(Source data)
____________
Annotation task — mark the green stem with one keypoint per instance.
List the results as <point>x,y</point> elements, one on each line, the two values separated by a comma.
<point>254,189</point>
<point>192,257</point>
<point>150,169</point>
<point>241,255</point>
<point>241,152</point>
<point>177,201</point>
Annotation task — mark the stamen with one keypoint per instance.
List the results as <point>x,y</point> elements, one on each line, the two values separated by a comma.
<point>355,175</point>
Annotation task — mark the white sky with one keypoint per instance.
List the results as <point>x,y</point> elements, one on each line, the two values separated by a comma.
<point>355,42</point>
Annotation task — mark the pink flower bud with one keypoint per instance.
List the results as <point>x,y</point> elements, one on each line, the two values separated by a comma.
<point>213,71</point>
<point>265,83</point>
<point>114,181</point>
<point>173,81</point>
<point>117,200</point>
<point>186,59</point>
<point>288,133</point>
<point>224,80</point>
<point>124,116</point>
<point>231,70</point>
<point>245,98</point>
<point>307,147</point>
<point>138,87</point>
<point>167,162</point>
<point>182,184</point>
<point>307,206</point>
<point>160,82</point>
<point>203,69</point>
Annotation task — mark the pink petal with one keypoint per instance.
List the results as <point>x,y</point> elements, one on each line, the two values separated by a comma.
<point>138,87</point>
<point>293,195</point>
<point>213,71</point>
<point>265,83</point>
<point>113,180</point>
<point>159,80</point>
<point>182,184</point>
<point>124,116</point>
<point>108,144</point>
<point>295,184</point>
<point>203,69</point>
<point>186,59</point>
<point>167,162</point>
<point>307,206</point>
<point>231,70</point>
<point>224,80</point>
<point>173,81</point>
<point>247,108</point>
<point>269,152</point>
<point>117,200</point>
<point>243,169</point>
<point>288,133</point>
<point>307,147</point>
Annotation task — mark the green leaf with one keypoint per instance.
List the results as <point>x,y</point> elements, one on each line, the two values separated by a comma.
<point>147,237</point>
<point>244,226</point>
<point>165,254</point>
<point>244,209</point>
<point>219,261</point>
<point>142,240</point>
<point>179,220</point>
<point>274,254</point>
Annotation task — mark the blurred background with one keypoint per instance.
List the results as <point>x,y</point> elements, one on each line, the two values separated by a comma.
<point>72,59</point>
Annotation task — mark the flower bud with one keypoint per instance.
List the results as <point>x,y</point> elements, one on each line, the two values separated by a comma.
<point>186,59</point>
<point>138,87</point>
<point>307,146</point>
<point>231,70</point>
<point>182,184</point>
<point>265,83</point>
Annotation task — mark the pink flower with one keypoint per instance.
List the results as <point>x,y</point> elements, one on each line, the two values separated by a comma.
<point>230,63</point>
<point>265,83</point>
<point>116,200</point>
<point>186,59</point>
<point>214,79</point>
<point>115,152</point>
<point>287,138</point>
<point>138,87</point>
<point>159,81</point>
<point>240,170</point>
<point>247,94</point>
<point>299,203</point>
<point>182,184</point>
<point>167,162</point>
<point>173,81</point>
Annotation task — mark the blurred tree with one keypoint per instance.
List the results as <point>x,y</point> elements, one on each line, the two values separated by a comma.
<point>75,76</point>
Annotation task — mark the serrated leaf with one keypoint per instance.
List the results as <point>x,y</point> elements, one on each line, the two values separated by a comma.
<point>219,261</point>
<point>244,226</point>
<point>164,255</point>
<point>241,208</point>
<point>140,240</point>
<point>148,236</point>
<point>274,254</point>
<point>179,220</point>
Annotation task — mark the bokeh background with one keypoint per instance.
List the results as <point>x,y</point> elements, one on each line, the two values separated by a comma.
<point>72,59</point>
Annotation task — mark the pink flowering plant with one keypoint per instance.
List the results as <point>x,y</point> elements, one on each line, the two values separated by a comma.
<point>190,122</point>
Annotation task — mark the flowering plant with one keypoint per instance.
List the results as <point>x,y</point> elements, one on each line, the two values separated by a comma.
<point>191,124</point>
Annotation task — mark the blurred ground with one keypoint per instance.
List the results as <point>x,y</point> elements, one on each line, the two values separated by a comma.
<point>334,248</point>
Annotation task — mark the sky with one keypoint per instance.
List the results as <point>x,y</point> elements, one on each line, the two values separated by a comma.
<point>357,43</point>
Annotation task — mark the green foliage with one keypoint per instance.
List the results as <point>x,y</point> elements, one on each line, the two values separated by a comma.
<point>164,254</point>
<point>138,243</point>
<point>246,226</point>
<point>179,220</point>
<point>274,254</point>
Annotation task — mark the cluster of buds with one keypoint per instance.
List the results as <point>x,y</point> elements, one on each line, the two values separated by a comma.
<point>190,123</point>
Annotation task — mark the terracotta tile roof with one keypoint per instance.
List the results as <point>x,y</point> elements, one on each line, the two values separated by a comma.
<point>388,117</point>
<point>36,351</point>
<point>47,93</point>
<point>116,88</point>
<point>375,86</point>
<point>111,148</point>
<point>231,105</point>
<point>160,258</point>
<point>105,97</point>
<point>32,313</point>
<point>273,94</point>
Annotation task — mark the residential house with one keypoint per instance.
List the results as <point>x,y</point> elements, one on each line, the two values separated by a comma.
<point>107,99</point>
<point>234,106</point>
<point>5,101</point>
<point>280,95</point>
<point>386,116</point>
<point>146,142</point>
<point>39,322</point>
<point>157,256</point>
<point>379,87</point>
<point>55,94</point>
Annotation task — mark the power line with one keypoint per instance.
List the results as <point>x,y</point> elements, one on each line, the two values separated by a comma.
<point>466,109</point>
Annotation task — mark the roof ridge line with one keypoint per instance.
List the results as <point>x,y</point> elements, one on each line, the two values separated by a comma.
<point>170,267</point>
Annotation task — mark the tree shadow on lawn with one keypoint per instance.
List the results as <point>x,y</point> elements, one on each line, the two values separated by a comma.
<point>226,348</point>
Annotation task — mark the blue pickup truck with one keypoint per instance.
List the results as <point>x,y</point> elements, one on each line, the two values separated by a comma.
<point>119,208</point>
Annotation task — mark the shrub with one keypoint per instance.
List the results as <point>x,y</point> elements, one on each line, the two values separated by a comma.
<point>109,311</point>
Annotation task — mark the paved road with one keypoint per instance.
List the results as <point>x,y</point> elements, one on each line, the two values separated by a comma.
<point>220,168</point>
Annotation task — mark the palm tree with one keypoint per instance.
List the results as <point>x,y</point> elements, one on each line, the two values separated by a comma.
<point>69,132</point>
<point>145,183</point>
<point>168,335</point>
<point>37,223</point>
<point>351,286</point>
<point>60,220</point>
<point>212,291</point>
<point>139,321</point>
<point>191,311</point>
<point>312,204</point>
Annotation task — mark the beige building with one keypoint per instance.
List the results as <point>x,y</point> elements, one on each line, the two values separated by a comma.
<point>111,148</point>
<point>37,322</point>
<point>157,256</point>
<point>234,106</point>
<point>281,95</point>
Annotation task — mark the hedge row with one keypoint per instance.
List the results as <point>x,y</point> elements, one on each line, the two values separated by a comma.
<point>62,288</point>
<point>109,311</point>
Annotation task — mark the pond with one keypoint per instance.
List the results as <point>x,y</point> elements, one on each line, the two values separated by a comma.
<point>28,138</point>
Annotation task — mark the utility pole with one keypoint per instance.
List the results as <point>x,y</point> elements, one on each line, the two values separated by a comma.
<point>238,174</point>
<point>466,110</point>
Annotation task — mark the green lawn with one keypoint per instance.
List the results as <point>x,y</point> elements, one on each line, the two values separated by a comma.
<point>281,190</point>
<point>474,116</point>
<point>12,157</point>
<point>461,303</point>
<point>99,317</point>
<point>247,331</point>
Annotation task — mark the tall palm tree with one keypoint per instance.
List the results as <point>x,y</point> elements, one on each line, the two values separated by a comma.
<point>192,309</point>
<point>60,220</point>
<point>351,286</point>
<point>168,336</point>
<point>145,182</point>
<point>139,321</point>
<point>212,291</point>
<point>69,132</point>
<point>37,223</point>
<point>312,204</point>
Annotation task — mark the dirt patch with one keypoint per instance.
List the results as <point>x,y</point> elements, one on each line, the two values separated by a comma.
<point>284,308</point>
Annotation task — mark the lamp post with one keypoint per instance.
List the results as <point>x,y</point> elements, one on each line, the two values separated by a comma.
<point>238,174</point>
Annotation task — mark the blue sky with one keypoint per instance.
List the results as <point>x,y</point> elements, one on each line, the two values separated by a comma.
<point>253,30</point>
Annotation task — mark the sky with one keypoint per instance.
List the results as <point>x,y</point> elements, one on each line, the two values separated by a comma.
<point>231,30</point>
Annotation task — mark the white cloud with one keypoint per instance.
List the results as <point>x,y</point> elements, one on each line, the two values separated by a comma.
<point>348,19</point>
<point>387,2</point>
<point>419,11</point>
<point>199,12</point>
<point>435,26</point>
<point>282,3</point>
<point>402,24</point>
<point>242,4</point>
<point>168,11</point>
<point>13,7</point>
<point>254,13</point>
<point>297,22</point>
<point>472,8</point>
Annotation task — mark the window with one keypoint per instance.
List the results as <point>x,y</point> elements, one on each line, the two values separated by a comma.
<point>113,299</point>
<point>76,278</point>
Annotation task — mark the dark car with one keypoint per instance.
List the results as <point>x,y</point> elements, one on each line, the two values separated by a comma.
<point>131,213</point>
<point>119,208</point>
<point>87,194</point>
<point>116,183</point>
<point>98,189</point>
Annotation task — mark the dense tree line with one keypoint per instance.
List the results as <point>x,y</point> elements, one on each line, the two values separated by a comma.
____________
■ **Exercise prompt**: Would you please copy exactly the part of the entries above that begins at the line containing "Annotation task — mark the power" and ends at the line containing "Annotation task — mark the roof", both lines included?

■ **Task solution**:
Annotation task — mark the power line with one keypoint per instance.
List the results as <point>x,y</point> elements, one on each line, the two values separated by a comma.
<point>466,109</point>
Annotation task — mark the roof ridge line with one keypoint per instance.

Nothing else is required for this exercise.